SOUDAN, chronologie du désastre.

Les affrontements se poursuivent à Karthoum. Crédit Photo : France Diplomatie

Cet article reprend de manière synthétique la chronologie des événements depuis le 15 avril quand les combats ont éclaté à Khartoum. Ceux-ci se poursuivent actuellement et pourrait durer avec des  conséquences désastreuses pour la population.

Depuis le 15 avril, les combats font rage à Karthoum et dans plusieurs régions du Soudan, notamment au Darfour. Ces combats opposent le chef de l’armée soudanaise, le général Abdel Fattah al-Burhan, dirigeant le Soudan depuis son coup d’Etat en 2021, aux paramilitaires du général Mohamed Hamdane Daglo, qui commande les Forces de Soutien Rapide (FSR)[1], héritière des Janjawid, « cavaliers du diable », qui ont mené une sale guerre au Darfour en 2003-2004 contre les tribus noires soudanaises.

En 2019, à la suite du putsch de l’armée mettant fin au pouvoir du président Omar Al Bachir, à la tête du pays depuis 1989, les deux généraux ont été nommés président (Abdel Fattah Al-Burhan) et vice-président (Mohammed Hamdane Daglo dit Hemetti) du Conseil de souveraineté chargé d’assurer la transition jusqu’à la mise en place d’un gouvernement élu démocratiquement.

--------

* _CONSIGNE_
Recopiez intégralement le texte sur la chronologie des combats au Soudan, sans rien y modifier.

* _INFORMATIONS_
--------

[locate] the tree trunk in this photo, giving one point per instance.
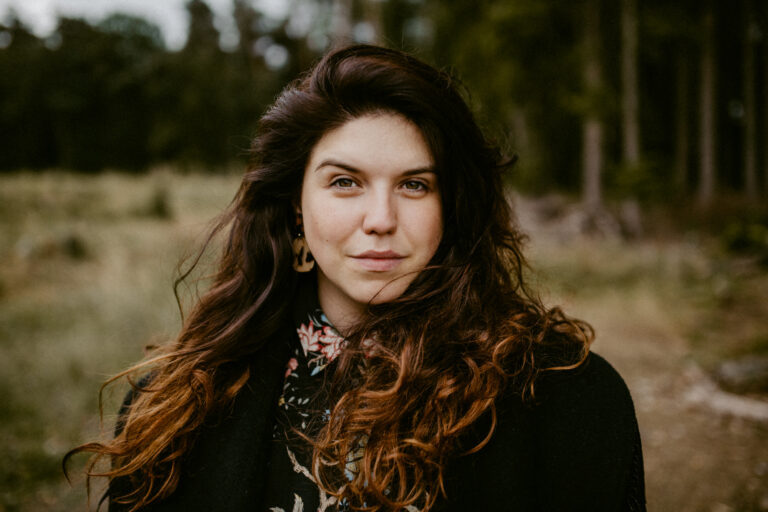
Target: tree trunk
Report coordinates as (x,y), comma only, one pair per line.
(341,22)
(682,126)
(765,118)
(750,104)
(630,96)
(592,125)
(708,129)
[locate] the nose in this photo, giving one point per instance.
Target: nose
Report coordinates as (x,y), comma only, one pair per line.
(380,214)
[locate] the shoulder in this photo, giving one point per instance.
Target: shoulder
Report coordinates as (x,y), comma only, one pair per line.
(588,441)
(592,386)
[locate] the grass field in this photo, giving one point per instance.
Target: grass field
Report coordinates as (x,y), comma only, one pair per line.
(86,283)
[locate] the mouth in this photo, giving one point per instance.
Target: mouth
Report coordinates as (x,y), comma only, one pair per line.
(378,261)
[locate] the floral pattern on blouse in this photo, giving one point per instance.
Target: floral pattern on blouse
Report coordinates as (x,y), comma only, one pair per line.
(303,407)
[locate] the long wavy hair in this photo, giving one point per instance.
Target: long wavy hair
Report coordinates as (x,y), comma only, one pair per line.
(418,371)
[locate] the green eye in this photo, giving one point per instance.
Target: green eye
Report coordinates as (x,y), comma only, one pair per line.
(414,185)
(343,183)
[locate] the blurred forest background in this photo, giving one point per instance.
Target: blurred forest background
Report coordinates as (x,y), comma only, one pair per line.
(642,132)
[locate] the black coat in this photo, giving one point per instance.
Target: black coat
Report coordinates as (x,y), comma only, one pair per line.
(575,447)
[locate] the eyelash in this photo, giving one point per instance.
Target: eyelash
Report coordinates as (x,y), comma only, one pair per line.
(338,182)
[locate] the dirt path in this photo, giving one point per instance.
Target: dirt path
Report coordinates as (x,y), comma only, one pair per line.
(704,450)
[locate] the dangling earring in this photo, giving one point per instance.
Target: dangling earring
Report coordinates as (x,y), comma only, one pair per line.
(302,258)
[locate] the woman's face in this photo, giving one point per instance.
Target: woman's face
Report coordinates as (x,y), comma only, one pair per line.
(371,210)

--------

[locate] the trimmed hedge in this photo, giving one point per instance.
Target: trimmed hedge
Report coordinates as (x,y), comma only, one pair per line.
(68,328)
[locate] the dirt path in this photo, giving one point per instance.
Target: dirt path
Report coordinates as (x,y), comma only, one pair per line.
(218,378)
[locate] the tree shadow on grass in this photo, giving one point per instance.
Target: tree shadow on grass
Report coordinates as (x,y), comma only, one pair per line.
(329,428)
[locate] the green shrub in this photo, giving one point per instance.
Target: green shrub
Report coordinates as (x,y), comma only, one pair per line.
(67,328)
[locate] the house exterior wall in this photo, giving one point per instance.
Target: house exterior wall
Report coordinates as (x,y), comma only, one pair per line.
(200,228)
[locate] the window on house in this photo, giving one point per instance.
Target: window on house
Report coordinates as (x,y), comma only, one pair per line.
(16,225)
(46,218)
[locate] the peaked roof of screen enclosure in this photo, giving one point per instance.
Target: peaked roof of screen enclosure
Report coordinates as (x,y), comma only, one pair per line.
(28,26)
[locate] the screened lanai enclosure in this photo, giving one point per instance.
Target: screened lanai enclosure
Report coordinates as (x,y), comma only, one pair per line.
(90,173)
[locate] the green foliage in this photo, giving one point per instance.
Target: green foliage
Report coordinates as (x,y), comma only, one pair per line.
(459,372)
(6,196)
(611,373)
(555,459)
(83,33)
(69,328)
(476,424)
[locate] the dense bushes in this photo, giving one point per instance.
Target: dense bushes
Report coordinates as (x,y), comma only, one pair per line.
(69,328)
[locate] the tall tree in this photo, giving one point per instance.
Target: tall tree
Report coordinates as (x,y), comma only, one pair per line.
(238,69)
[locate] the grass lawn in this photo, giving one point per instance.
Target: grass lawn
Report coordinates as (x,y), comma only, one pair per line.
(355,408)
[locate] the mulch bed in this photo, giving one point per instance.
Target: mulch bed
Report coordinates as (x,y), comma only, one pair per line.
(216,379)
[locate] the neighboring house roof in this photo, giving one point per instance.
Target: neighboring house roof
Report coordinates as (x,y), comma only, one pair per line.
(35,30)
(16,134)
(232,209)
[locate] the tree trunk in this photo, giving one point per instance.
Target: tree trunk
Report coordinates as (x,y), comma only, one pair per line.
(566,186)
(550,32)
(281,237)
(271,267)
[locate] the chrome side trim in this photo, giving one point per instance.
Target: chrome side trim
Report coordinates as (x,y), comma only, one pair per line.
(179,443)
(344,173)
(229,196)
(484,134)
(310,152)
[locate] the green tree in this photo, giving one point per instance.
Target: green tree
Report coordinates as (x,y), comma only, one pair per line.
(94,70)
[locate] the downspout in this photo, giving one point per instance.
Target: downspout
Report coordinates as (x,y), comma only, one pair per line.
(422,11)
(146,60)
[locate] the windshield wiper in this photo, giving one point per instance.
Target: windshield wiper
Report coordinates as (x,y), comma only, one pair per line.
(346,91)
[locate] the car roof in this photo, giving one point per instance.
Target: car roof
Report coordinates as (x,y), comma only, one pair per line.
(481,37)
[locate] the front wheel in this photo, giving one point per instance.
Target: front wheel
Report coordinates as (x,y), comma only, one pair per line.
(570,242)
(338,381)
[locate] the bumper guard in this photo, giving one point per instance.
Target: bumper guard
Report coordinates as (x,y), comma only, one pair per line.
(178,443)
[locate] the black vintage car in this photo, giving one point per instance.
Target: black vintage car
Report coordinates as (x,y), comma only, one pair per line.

--------

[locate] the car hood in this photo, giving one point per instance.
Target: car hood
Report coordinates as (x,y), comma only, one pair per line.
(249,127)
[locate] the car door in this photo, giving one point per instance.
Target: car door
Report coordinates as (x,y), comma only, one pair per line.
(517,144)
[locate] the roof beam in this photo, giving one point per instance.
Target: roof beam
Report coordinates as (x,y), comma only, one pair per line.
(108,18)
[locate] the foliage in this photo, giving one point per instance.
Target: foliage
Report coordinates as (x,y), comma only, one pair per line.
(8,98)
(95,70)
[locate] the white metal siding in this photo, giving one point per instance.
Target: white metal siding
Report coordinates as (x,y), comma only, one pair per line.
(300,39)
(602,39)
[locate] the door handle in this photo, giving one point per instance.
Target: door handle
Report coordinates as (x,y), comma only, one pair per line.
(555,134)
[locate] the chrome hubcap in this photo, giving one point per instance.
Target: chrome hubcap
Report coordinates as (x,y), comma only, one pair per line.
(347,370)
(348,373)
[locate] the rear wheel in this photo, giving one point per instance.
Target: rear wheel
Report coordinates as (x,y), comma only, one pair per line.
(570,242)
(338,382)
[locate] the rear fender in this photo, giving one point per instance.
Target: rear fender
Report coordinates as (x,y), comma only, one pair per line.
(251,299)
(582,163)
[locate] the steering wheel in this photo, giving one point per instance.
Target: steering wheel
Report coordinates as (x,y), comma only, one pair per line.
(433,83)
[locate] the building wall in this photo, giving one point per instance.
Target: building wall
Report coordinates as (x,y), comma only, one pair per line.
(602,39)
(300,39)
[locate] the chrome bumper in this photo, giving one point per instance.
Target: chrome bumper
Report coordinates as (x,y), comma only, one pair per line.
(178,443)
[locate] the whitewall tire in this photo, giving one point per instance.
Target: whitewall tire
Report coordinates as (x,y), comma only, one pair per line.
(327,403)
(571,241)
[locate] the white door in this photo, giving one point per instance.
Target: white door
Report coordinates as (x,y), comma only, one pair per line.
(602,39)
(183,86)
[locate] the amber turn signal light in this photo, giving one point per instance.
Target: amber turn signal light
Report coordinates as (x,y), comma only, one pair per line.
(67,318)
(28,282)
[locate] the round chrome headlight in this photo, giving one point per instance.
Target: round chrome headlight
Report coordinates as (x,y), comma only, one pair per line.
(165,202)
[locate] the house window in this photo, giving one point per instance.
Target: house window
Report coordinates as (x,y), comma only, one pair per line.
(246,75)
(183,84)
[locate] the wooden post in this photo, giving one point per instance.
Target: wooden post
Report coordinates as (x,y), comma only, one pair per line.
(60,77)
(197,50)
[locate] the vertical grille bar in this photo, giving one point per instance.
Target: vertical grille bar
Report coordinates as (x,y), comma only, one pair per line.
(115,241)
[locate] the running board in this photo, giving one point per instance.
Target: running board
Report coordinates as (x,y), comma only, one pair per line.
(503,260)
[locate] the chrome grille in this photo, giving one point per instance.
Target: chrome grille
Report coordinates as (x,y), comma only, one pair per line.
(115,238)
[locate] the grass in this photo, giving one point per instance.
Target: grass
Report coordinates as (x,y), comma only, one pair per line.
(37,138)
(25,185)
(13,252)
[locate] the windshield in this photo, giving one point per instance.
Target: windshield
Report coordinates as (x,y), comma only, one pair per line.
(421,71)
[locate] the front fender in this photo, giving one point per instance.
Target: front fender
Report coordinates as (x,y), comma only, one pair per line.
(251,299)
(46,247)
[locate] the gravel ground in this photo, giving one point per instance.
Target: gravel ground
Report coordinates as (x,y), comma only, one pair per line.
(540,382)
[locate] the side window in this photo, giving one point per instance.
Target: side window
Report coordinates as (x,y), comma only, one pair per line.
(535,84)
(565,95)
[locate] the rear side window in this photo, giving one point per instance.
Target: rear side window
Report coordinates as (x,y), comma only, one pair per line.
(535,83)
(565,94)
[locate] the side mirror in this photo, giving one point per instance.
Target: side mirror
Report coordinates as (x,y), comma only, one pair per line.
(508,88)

--------

* _RÉPONSE_
SOUDAN, chronologie du désastre.

Les affrontements se poursuivent à Karthoum. Crédit Photo : France Diplomatie

Cet article reprend de manière synthétique la chronologie des événements depuis le 15 avril quand les combats ont éclaté à Khartoum. Ceux-ci se poursuivent actuellement et pourrait durer avec des  conséquences désastreuses pour la population.

Depuis le 15 avril, les combats font rage à Karthoum et dans plusieurs régions du Soudan, notamment au Darfour. Ces combats opposent le chef de l’armée soudanaise, le général Abdel Fattah al-Burhan, dirigeant le Soudan depuis son coup d’Etat en 2021, aux paramilitaires du général Mohamed Hamdane Daglo, qui commande les Forces de Soutien Rapide (FSR)[1], héritière des Janjawid, « cavaliers du diable », qui ont mené une sale guerre au Darfour en 2003-2004 contre les tribus noires soudanaises.

En 2019, à la suite du putsch de l’armée mettant fin au pouvoir du président Omar Al Bachir, à la tête du pays depuis 1989, les deux généraux ont été nommés président (Abdel Fattah Al-Burhan) et vice-président (Mohammed Hamdane Daglo dit Hemetti) du Conseil de souveraineté chargé d’assurer la transition jusqu’à la mise en place d’un gouvernement élu démocratiquement.